◆ Task instructions ◆
Could you reproduce the lines below from the one with "Target: salmon skin" through the one with "Could you kindly tag the white ceramic"? Keep both ends and add nothing.

------ Listed entries ------

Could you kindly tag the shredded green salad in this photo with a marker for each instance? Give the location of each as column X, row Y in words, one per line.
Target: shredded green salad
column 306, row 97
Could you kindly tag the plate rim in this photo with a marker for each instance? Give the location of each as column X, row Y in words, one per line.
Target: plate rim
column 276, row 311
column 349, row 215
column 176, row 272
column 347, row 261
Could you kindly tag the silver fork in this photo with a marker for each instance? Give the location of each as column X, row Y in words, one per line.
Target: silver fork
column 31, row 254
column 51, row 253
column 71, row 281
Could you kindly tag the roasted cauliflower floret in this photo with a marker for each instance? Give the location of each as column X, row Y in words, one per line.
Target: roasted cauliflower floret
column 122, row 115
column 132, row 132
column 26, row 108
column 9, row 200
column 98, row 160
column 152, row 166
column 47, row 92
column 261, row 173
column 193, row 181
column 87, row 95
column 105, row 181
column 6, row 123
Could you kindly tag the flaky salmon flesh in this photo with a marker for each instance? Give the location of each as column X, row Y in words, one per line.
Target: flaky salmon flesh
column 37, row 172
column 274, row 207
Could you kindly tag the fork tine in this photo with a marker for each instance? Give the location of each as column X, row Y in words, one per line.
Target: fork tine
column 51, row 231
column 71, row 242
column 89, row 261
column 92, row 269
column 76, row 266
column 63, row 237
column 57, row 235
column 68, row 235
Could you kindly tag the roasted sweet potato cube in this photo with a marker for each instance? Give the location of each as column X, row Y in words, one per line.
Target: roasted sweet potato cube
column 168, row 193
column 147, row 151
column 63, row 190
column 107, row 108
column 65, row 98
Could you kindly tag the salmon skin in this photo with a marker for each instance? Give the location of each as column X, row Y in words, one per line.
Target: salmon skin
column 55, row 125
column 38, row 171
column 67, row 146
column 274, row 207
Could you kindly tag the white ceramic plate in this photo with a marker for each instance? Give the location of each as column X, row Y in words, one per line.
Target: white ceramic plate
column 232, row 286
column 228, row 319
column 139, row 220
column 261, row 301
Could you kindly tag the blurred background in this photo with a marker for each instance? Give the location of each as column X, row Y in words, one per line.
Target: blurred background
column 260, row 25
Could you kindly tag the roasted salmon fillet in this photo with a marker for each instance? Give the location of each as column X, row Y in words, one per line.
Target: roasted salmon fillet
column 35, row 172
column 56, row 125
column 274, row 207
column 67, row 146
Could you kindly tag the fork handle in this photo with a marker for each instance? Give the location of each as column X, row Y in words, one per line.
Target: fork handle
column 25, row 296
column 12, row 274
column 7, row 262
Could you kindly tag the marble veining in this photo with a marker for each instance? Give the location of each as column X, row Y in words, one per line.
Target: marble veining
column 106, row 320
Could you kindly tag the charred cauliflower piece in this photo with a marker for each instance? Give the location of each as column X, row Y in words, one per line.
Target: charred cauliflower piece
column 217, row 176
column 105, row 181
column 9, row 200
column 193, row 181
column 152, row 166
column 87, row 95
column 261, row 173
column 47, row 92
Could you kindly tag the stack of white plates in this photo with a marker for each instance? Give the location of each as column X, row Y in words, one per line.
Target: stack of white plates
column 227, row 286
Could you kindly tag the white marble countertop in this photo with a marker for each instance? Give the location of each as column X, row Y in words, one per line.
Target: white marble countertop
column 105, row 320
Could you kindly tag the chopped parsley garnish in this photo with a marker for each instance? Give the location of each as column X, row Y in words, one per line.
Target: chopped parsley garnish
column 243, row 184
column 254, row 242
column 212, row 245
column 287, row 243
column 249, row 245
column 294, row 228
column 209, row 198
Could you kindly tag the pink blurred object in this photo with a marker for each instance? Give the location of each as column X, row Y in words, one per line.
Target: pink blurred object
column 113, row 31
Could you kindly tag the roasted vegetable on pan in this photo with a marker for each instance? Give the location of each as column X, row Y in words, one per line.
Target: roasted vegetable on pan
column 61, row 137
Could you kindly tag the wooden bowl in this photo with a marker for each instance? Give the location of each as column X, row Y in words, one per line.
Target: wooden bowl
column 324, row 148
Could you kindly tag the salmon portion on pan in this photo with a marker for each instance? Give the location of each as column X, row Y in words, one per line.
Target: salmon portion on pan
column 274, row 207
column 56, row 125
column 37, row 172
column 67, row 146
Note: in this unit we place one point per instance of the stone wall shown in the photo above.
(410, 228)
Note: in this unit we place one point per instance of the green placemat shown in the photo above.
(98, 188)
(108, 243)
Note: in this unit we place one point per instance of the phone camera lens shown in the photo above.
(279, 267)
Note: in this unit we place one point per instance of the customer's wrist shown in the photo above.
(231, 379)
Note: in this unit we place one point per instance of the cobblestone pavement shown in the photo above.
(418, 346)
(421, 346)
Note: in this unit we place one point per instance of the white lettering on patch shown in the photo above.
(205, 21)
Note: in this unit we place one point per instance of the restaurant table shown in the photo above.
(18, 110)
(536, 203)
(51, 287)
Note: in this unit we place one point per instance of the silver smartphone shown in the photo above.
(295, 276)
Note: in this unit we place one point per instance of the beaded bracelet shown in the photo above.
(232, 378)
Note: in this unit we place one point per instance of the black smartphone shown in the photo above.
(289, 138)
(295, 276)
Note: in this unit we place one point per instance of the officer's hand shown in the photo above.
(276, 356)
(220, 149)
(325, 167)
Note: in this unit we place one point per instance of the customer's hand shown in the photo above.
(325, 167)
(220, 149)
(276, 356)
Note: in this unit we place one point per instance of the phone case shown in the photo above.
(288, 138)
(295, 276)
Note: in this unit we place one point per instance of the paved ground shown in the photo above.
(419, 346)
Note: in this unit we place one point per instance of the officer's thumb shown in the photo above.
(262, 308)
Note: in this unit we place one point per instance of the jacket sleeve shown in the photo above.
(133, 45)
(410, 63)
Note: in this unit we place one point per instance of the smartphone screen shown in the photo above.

------

◆ Task result ◆
Target: salmon skin
column 55, row 125
column 38, row 171
column 67, row 146
column 274, row 207
Could you kindly tag the white ceramic plate in this photo with a marker for each instance? Give the location of each as column X, row Y in words, one per line.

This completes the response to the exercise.